Go through the records line by line from the top and repeat each one exactly, ending with the line that contains "Locate the sky;".

[Stored items]
********************
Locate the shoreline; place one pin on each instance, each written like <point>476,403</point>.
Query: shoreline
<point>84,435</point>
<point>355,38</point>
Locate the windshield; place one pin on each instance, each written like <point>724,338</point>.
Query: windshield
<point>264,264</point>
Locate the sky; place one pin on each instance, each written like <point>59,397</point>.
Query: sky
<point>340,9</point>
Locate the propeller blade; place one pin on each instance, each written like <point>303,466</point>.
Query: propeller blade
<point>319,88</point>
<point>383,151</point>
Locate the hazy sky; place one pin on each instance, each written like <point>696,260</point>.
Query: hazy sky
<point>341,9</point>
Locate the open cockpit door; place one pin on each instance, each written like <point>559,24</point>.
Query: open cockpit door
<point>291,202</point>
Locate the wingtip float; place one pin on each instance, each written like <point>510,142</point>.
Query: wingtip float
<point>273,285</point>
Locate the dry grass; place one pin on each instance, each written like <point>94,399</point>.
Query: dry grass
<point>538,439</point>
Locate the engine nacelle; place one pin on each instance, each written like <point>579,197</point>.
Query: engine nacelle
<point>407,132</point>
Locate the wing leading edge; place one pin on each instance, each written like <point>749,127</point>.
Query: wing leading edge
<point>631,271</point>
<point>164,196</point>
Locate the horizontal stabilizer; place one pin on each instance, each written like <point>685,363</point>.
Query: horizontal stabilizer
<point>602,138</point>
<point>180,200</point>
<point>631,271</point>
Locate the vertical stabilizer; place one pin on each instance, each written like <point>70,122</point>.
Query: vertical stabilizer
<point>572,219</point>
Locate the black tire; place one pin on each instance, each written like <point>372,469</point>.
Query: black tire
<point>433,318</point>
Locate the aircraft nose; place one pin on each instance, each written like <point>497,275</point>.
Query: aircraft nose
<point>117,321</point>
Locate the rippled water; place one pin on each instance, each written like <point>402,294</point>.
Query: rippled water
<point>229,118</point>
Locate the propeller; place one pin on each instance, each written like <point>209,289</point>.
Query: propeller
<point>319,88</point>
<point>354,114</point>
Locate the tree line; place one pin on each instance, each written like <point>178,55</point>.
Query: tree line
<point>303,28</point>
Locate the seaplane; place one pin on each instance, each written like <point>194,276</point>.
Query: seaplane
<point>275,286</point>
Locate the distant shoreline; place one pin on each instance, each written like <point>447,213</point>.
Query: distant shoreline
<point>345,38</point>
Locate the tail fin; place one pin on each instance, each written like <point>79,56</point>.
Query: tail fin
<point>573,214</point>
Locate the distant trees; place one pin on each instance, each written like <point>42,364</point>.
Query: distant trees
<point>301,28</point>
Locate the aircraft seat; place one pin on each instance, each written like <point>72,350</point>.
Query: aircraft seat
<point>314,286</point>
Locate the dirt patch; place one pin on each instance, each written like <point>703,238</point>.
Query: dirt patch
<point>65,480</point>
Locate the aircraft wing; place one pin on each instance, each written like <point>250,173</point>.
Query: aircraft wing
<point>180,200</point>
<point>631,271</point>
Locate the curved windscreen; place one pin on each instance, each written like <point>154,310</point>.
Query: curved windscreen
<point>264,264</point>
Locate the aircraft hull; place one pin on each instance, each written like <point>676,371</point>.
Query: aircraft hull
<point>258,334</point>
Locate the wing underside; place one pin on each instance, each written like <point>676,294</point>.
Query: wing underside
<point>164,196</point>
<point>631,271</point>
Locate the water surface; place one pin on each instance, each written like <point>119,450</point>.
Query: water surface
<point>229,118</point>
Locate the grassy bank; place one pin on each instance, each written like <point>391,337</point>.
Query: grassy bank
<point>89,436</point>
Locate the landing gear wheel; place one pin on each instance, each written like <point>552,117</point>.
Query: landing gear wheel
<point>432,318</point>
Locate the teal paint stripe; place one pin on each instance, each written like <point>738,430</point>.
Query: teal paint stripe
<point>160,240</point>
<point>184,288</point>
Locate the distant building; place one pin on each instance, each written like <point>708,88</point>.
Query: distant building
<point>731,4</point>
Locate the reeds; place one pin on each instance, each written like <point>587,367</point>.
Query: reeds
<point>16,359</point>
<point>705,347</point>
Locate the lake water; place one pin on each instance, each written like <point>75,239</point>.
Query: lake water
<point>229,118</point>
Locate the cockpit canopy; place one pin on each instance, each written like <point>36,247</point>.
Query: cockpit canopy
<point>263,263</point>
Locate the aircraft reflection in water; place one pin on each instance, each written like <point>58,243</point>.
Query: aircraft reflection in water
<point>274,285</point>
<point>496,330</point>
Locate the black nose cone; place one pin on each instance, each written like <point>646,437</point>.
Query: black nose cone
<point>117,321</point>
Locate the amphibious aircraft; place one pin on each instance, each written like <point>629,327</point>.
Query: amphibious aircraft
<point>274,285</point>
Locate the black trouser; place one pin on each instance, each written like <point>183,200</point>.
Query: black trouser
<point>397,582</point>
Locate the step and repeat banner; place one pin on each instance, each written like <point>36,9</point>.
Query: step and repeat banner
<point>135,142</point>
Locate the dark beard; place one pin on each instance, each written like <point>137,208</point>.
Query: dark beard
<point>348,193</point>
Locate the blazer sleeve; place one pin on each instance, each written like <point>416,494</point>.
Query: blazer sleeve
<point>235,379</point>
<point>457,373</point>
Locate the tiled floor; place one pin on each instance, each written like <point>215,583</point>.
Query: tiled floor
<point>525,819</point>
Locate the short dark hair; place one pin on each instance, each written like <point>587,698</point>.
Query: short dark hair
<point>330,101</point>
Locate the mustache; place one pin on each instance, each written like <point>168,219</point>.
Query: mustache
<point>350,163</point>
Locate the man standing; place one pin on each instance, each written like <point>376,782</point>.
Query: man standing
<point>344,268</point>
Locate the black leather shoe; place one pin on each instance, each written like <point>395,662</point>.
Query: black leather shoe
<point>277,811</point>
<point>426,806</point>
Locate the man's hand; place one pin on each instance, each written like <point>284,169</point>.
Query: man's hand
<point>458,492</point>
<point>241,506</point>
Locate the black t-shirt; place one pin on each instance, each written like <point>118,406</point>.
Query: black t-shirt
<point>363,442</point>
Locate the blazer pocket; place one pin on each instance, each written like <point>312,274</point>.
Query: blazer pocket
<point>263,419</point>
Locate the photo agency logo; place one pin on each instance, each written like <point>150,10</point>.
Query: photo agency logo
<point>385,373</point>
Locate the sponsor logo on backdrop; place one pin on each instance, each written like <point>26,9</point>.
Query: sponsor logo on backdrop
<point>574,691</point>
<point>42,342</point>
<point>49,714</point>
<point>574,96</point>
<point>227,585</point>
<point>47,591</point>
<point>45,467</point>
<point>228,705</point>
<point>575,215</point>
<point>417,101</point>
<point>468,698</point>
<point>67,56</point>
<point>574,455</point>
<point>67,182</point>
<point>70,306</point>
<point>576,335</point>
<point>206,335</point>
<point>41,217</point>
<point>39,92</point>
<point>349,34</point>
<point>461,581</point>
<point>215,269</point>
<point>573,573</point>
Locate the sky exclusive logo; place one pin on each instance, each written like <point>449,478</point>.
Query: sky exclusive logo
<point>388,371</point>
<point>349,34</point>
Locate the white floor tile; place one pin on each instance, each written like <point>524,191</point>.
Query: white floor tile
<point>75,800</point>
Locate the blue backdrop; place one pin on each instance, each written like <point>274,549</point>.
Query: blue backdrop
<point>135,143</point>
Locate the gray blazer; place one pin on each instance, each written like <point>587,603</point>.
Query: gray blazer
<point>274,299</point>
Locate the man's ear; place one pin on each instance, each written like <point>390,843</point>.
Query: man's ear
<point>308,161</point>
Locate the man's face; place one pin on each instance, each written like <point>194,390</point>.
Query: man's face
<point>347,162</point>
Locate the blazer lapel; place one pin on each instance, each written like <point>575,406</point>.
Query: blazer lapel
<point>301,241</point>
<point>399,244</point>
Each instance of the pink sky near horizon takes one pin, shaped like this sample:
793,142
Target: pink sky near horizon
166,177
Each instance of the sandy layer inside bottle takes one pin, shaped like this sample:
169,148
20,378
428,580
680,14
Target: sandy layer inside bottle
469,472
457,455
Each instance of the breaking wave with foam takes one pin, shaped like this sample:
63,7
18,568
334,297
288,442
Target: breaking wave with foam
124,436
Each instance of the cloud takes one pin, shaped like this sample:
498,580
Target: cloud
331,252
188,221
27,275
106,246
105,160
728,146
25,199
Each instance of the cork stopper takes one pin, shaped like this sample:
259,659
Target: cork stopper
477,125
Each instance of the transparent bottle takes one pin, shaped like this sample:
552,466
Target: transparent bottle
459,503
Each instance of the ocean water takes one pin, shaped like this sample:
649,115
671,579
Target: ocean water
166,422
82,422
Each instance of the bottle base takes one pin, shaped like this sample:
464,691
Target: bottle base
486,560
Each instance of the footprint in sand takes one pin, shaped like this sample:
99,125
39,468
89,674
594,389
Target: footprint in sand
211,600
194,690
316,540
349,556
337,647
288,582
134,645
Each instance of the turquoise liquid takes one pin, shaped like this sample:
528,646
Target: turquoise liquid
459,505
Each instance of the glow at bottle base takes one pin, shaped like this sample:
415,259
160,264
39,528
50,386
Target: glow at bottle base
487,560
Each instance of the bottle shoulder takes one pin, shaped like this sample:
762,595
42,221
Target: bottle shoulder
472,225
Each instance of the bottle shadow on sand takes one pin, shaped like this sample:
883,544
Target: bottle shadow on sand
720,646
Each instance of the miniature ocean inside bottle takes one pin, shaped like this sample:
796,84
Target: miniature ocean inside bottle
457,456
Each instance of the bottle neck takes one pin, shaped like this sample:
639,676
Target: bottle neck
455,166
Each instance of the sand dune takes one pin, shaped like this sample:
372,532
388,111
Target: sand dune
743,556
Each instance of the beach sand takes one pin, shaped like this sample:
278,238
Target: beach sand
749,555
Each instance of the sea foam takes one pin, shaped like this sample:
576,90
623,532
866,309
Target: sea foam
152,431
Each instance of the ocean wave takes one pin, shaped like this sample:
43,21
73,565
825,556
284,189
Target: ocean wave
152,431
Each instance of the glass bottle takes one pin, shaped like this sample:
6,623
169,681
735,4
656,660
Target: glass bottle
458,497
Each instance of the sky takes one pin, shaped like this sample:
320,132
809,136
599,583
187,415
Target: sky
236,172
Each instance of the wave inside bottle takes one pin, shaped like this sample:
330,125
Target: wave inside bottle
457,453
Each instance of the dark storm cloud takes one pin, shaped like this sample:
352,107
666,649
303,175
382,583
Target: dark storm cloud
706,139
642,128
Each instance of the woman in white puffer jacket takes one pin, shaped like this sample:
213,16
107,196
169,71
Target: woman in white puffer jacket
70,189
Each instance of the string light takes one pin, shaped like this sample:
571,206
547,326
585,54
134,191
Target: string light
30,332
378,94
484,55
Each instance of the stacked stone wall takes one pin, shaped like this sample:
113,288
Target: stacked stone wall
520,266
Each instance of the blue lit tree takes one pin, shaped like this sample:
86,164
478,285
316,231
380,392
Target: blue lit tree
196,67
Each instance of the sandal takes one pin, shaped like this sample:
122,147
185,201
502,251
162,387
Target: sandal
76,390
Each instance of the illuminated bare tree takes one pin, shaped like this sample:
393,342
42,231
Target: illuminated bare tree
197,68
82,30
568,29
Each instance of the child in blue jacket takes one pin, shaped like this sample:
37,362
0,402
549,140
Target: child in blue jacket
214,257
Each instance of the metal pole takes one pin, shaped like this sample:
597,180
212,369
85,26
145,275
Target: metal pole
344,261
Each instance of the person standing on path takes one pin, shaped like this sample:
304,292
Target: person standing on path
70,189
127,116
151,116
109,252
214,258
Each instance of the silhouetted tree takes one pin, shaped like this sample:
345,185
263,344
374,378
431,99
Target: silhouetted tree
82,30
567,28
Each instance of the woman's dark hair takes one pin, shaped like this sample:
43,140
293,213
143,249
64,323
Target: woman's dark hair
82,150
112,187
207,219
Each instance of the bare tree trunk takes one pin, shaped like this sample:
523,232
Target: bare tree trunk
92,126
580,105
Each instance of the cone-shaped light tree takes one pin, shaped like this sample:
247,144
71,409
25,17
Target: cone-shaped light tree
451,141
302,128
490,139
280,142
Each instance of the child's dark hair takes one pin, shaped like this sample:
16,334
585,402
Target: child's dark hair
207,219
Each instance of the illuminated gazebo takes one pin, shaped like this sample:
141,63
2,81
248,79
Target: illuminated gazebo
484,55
********************
* **Solved problem**:
Locate the shoreline; place one pin on each instance, each written like <point>476,403</point>.
Query: shoreline
<point>84,435</point>
<point>355,38</point>
Locate the windshield; place one pin on each instance, each written like <point>724,338</point>.
Query: windshield
<point>264,264</point>
Locate the sky; place one pin on each instance, each written like <point>59,397</point>.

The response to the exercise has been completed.